** start RECORD EXCERPTS **

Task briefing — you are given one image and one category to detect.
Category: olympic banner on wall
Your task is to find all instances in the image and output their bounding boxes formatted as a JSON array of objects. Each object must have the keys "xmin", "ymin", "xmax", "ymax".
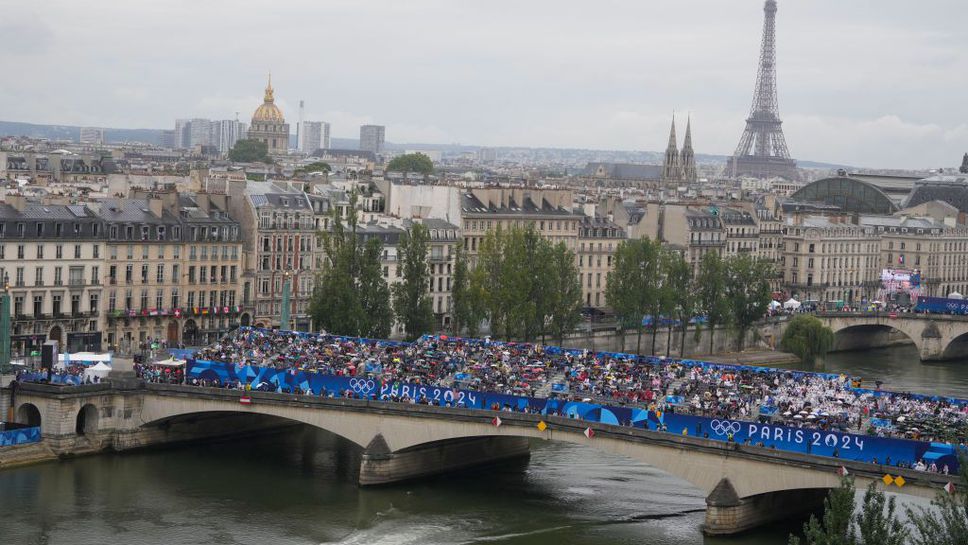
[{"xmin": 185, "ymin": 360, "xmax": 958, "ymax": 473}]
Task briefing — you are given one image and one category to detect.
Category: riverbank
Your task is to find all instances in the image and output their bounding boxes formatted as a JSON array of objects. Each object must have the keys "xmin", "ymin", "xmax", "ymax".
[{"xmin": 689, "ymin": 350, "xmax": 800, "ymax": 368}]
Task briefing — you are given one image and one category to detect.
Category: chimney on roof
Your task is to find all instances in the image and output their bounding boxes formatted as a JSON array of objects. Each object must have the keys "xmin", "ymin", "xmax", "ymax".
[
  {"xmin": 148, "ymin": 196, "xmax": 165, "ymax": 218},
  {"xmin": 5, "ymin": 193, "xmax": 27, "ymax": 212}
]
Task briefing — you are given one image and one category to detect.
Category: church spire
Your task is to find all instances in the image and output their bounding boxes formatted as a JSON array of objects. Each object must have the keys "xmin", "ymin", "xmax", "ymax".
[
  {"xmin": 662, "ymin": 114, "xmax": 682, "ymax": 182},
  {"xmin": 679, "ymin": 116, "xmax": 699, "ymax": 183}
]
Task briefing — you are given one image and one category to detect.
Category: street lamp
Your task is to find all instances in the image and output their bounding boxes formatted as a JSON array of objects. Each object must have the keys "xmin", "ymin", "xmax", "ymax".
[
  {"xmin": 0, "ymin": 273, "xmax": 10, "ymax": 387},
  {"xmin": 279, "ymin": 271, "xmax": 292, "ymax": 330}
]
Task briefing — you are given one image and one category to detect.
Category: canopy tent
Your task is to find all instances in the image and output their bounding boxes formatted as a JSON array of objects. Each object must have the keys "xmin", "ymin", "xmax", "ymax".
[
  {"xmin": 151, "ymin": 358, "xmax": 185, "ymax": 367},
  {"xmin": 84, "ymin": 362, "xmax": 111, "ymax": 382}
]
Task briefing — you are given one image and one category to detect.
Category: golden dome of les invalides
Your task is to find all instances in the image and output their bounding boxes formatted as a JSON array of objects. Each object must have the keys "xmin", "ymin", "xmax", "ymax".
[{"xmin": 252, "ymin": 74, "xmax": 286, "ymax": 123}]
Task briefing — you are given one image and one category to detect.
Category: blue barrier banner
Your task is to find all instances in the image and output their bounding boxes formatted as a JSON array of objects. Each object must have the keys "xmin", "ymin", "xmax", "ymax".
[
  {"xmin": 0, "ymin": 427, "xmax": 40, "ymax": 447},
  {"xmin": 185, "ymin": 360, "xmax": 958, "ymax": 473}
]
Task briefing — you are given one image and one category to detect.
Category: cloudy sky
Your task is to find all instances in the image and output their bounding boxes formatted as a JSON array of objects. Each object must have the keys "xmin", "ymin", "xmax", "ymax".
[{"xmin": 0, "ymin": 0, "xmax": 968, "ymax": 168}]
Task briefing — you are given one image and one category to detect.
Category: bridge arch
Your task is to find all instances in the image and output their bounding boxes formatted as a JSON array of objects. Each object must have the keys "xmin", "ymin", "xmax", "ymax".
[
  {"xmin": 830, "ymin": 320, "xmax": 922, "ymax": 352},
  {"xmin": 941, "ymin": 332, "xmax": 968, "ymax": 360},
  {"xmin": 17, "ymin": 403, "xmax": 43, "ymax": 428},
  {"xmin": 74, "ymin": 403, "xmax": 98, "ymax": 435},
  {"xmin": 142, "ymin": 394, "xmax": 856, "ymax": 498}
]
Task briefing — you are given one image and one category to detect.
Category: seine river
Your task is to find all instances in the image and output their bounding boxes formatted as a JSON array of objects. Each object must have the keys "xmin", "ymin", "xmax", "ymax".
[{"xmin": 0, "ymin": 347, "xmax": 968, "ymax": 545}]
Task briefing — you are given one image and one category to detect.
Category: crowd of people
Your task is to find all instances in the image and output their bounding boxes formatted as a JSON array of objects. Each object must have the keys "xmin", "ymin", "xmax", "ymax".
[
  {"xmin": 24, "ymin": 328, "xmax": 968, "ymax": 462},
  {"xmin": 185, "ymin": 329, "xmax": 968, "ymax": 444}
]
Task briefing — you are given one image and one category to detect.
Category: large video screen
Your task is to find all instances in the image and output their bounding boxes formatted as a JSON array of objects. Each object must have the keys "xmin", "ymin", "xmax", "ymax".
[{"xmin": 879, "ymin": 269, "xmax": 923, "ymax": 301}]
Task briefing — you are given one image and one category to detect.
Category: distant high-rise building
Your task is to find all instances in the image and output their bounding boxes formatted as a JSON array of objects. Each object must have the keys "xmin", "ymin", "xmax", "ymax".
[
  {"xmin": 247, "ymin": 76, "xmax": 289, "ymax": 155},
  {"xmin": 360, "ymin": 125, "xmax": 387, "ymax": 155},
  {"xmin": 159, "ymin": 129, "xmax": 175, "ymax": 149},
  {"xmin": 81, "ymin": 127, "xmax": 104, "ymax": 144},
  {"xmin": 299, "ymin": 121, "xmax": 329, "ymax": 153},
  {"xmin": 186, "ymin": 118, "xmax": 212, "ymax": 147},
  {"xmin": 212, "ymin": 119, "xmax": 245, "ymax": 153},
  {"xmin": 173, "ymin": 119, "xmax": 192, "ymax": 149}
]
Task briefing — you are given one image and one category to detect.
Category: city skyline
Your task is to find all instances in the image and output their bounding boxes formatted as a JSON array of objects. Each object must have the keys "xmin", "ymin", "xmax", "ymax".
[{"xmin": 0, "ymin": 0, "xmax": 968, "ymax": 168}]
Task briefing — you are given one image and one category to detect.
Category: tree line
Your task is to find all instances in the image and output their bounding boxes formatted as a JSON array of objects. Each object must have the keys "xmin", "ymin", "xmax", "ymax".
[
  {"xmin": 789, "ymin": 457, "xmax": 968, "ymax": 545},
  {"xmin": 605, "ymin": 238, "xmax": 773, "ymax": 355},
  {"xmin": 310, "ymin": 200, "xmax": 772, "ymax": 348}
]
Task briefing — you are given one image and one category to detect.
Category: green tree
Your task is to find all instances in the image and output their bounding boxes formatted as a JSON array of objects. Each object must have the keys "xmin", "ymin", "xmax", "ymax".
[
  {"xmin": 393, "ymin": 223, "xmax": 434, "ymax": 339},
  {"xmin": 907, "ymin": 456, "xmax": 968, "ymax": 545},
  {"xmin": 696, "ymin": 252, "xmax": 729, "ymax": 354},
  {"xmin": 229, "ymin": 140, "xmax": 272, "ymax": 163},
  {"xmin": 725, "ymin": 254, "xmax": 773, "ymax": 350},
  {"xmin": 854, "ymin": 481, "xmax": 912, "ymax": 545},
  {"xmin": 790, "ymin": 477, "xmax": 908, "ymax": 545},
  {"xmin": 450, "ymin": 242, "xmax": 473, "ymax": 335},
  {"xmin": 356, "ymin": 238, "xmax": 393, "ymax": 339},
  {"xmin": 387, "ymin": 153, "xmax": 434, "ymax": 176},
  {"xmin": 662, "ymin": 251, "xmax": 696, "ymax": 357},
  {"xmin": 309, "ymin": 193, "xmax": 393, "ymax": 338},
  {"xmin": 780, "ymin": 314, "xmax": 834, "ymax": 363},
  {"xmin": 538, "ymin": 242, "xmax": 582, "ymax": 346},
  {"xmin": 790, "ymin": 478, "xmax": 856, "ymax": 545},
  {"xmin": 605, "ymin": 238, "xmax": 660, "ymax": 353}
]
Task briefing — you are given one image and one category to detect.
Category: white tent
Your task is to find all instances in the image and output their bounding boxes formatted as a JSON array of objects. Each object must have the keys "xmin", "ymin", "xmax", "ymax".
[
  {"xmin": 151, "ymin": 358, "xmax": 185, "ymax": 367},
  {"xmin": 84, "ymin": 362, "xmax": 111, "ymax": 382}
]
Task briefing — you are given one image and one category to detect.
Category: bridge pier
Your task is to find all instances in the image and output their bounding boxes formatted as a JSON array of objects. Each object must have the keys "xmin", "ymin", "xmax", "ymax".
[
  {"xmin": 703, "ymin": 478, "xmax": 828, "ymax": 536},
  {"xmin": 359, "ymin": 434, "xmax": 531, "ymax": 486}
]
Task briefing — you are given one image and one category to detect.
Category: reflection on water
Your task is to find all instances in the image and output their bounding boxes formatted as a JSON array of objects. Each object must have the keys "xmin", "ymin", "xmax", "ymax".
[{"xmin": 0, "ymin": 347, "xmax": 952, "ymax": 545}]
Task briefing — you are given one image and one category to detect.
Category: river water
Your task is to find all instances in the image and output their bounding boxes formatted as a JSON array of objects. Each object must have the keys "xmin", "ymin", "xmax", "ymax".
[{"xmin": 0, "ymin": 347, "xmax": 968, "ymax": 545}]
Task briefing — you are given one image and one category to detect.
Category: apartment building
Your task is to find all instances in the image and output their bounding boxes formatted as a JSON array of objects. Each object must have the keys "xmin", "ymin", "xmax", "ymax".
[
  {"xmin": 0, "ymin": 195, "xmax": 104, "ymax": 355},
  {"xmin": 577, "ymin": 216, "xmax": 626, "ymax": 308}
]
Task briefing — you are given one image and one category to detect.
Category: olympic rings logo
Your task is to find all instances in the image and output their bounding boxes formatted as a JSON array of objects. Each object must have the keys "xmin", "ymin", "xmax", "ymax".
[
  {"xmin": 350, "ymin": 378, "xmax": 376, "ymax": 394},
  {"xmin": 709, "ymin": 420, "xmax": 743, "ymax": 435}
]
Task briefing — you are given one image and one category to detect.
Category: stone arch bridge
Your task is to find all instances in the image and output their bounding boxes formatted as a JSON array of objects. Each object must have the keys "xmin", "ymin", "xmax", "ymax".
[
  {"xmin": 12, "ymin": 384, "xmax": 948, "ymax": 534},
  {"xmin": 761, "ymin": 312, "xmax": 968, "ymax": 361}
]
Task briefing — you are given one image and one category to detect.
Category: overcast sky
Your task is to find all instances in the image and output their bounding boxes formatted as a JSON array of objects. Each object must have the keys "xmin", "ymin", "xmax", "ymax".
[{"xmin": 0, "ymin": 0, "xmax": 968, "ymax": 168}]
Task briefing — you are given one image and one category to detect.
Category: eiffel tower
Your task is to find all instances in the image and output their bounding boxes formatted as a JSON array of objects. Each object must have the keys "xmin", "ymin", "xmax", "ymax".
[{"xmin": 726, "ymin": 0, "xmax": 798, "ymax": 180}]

** end RECORD EXCERPTS **

▸ **WORK TO COMPLETE**:
Set down again, without alteration, the lines from the start of the records up to and including the line containing "Category: olympic banner on wall".

▸ **EXPECTED ANSWER**:
Task briefing — you are given one image and one category to detect.
Category: olympic banner on wall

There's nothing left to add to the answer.